··· Task material

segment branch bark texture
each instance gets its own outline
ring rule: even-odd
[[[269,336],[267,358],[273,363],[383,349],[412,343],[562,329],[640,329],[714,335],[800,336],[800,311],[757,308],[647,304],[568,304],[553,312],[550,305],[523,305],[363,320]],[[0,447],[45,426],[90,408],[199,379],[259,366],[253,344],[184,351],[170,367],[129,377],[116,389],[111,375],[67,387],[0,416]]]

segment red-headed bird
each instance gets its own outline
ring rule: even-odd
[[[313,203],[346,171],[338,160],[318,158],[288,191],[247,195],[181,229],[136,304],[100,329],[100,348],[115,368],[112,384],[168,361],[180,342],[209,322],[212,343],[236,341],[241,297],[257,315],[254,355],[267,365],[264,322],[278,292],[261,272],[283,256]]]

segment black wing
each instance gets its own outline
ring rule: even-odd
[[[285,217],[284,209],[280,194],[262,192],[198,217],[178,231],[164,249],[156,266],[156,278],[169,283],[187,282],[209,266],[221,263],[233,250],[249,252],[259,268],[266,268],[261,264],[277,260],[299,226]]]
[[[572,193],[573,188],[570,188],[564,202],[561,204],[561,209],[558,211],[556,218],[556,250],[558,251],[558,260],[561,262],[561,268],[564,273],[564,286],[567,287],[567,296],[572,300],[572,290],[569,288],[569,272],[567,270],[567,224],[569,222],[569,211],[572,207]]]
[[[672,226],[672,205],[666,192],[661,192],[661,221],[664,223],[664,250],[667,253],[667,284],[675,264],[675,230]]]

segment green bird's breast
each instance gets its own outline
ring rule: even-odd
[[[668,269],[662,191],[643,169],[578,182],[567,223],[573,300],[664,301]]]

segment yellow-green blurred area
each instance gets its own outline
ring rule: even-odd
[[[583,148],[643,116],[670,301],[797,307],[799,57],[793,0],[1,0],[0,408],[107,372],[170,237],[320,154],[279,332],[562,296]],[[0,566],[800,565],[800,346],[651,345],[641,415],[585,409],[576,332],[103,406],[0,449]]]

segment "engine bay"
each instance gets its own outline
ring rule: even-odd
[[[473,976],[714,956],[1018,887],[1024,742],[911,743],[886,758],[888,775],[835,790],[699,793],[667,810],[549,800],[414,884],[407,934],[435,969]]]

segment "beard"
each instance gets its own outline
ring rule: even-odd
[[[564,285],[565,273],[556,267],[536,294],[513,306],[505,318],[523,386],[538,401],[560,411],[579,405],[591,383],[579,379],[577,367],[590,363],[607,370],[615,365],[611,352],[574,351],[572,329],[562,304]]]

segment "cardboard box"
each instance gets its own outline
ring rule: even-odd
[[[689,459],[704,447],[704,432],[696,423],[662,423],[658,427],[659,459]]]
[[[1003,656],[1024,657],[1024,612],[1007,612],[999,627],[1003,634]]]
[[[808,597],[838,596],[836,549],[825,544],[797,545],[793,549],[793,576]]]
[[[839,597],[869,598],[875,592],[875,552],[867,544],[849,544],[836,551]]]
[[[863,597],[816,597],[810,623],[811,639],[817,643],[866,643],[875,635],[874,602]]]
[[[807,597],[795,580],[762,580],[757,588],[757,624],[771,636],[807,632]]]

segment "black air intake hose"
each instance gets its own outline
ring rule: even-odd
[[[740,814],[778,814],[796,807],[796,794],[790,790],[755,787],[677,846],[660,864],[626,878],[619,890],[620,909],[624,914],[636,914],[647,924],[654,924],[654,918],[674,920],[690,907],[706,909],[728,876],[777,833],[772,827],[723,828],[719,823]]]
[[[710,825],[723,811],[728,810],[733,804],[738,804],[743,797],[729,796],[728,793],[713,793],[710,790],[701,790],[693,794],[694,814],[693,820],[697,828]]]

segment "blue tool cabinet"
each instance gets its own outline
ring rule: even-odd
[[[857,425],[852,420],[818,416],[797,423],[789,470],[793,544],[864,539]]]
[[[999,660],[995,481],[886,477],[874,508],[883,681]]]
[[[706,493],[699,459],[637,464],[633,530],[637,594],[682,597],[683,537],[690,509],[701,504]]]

······

## Try it
Retype all the data verbatim.

## Result of this task
segment branch bark texture
each instance gets its own outline
ring rule: even-odd
[[[269,336],[267,358],[273,363],[383,349],[412,343],[562,329],[640,329],[714,335],[800,336],[800,311],[757,308],[647,304],[568,304],[553,312],[550,305],[523,305],[363,320]],[[0,447],[45,426],[90,408],[199,379],[259,366],[253,344],[184,351],[170,367],[129,377],[116,389],[111,375],[67,387],[0,416]]]

segment red-headed bird
each instance gets its own outline
ring rule: even-odd
[[[313,203],[346,171],[338,160],[318,158],[288,191],[247,195],[181,229],[136,304],[100,329],[100,348],[115,368],[112,384],[168,361],[180,342],[209,322],[212,343],[236,341],[241,297],[257,315],[254,355],[267,365],[264,322],[278,292],[261,272],[283,256]]]

segment black wing
each instance gets its own outline
ring rule: even-odd
[[[285,217],[284,209],[280,194],[262,192],[198,217],[178,231],[164,249],[156,266],[156,278],[169,283],[187,282],[209,266],[221,263],[233,250],[249,252],[259,268],[266,268],[261,264],[277,260],[299,226]]]
[[[572,193],[573,188],[570,188],[564,202],[561,204],[561,209],[558,211],[556,218],[556,250],[558,251],[558,260],[561,262],[561,268],[564,273],[564,286],[567,287],[567,296],[572,300],[572,290],[569,288],[569,272],[567,270],[567,224],[569,222],[569,211],[572,207]]]
[[[672,226],[672,205],[666,192],[661,192],[661,221],[664,223],[664,250],[667,253],[667,284],[675,264],[675,230]]]

segment green bird's breast
each instance gets its own outline
ring rule: even-odd
[[[668,269],[662,191],[643,169],[578,182],[567,223],[573,300],[664,301]]]

segment yellow-green blurred area
each instance gets its own outline
ring rule: even-odd
[[[583,148],[643,116],[670,301],[797,307],[799,57],[793,0],[1,0],[0,408],[107,372],[170,237],[320,154],[279,332],[562,296]],[[0,566],[800,565],[800,346],[651,345],[641,415],[585,409],[576,332],[103,406],[0,449]]]

segment "engine bay"
each instance gets its own outline
ring rule: even-odd
[[[473,976],[714,956],[1018,887],[1024,742],[911,743],[886,758],[888,775],[835,790],[699,793],[667,810],[549,800],[414,884],[407,934],[435,969]]]

segment "beard"
each instance gets its own outline
ring rule: even-odd
[[[564,285],[565,273],[556,267],[536,294],[513,306],[505,318],[523,386],[538,401],[560,411],[579,405],[591,383],[579,379],[577,367],[590,363],[607,370],[615,365],[611,352],[574,351],[572,329],[562,304]]]

segment "cardboard box"
each instance gets its own outline
ring rule: even-odd
[[[689,459],[704,447],[704,432],[696,423],[662,423],[658,427],[659,459]]]
[[[1003,656],[1024,657],[1024,612],[1007,612],[999,627],[1003,634]]]
[[[808,597],[838,596],[836,549],[825,544],[797,545],[793,549],[793,576]]]
[[[839,597],[869,598],[875,592],[875,552],[867,544],[849,544],[836,551]]]
[[[863,597],[816,597],[810,623],[811,639],[817,643],[866,643],[875,635],[874,602]]]
[[[807,597],[795,580],[762,580],[757,588],[757,624],[771,636],[807,632]]]

segment "black air intake hose"
each instance gets its own outline
ring rule: even-odd
[[[740,814],[778,814],[796,807],[796,794],[790,790],[755,787],[677,846],[660,864],[626,878],[619,890],[620,909],[624,914],[636,914],[647,924],[654,924],[654,918],[674,920],[690,907],[706,909],[728,876],[777,833],[772,827],[723,828],[719,823]]]
[[[710,825],[723,811],[728,810],[733,804],[738,804],[743,797],[729,796],[728,793],[713,793],[710,790],[701,790],[693,794],[694,814],[693,820],[697,828]]]

segment "blue tool cabinet"
each instance gets its own outline
ring rule: even-odd
[[[857,425],[852,420],[818,416],[797,423],[789,470],[793,544],[864,539]]]
[[[999,660],[995,481],[886,477],[874,508],[883,681]]]
[[[706,493],[699,459],[637,464],[633,530],[637,594],[682,597],[683,537],[690,509],[701,504]]]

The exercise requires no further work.